[What to do] Convert these lines to a JSON list of strings with one string per line, omitting blank lines.

[Dataset items]
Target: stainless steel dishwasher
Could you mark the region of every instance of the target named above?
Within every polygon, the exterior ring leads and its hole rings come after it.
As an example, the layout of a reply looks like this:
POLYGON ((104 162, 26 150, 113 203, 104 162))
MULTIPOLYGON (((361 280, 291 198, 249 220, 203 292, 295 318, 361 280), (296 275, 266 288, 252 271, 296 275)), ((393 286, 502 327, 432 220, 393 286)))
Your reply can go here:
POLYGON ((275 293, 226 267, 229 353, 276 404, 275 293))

[Result of the task]
[
  "Target: stainless steel dishwasher",
  "Could you mark the region of every instance of the target named above?",
  "Within every polygon, the exterior ring leads and its hole rings come after it.",
  "As an example, the layout of a reply looks like this:",
  "POLYGON ((104 162, 26 150, 113 203, 104 162))",
  "MULTIPOLYGON (((361 280, 291 198, 249 220, 203 292, 295 318, 361 280), (296 275, 266 288, 252 271, 296 275)), ((393 286, 502 327, 432 220, 393 286)))",
  "Your reply can go here:",
  "POLYGON ((275 293, 226 267, 229 353, 276 404, 275 293))"
]